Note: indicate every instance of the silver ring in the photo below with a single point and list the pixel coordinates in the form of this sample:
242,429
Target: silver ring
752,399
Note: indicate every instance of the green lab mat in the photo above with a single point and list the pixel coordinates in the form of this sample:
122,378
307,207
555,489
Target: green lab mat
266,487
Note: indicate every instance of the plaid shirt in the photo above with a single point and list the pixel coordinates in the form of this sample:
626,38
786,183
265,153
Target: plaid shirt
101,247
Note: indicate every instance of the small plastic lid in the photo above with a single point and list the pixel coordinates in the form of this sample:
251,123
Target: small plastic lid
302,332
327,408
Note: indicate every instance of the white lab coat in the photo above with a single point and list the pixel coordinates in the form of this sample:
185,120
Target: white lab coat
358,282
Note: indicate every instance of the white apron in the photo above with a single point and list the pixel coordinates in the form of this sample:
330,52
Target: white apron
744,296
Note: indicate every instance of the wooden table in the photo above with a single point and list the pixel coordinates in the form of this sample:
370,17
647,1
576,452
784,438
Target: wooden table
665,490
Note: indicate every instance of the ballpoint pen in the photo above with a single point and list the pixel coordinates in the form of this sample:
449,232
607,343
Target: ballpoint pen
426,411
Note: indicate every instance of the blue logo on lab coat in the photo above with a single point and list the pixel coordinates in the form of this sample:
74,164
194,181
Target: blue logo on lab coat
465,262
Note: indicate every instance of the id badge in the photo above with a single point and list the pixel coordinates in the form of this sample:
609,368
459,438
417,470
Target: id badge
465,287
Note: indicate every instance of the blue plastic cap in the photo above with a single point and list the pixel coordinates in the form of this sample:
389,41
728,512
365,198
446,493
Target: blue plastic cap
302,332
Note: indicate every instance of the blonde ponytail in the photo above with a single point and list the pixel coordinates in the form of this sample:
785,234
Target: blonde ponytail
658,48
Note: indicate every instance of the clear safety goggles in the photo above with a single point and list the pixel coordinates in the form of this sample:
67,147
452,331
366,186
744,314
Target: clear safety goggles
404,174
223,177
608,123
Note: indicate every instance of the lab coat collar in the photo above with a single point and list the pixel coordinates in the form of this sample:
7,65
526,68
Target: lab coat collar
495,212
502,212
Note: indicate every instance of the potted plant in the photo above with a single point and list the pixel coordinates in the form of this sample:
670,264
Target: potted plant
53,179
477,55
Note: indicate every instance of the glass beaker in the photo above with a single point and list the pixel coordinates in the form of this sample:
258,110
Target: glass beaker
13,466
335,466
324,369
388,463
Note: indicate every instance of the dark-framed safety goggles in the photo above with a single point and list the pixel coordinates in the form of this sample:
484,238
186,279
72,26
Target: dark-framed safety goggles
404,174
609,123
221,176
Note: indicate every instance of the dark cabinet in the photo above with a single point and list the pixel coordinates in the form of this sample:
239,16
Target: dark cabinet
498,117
········
• [課題の要件]: データ全体で「lab coat」を「smock」に改名し、ほかは一切変えずに全行を書き直してもらえますか？

• [解答例]:
Note: indicate every instance of the silver ring in the photo below with a single point and list the pixel coordinates in the form of this sample:
242,429
Target: silver ring
752,399
Note: indicate every instance of the green lab mat in the photo above with a single point and list the pixel coordinates in the form of this sample:
122,378
307,207
555,489
Target: green lab mat
266,487
Note: indicate every instance of the plaid shirt in the photo above with a single point and list the pixel coordinates in the form of this sample:
626,38
786,183
265,153
Target: plaid shirt
101,247
Note: indicate every instance of the small plastic lid in the photo above with a single point and list the pixel coordinates in the form of this sample:
251,123
Target: small plastic lid
302,332
327,408
Note: indicate every instance of the white smock in the photo above with a single point and list the pixel coordinates in the form of this sample:
185,120
Target: white smock
358,282
Note: indicate every instance of the white apron in the photo above with a single point and list the pixel coordinates in the form of this sample:
330,52
Target: white apron
744,296
Note: indicate every instance of the wooden table in the photo above with a single point and list the pixel coordinates in the form of this sample:
370,17
647,1
576,452
784,438
Target: wooden table
665,490
Note: indicate every instance of the ballpoint pen in the photo above with a single point and list the pixel coordinates in the form of this sample:
449,232
607,343
Target: ballpoint pen
426,411
Note: indicate every instance of the blue logo on smock in the photo above with a single point and list the pixel coordinates in the form of this sample:
74,164
194,181
Target: blue logo on smock
465,262
Note: indicate every instance of the id badge in the photo above with a single point and list the pixel coordinates in the form of this sample:
609,368
459,438
417,470
Target: id badge
465,287
Note: indicate every instance of the blue plastic cap in the photo above with a single point and list the pixel coordinates in the form of this sample:
389,41
728,512
365,198
446,493
Target: blue plastic cap
302,332
Note: indicate every instance of the blonde ponytail in the photo above with a single point and list the pixel coordinates in the form of this sample:
785,234
Target: blonde ponytail
658,48
Note: indicate every instance of the clear safety goggles in the photo above with a single point and list the pixel coordinates in the form of this sample:
67,147
452,331
366,186
744,314
Target: clear safety goggles
404,174
223,177
608,123
Note: indicate every instance of the smock collar in the photo above with a single point and list the pixel coordinates in the form of this sample:
7,65
526,68
Target: smock collar
495,212
502,212
Note: indicate every instance of the potted plant in the photo above with a single point and list the pixel coordinates in the form of this sample:
670,264
Target: potted plant
53,179
477,55
Note: indicate every instance of the glass beaker in the photo above with a single point and list the pixel coordinates in the form of this sample:
258,110
Target: glass beaker
13,466
335,466
324,369
388,463
Note: indicate every instance of the dark-framed safety goggles in the photo above with a single point and list the pixel coordinates in the form of this sample:
484,238
186,279
72,26
Target: dark-framed safety goggles
404,174
609,123
221,176
Note: indicate every instance of the dark cabinet in the photo above with a single point and list the pixel coordinates in the form of this sample:
239,16
Target: dark cabinet
498,117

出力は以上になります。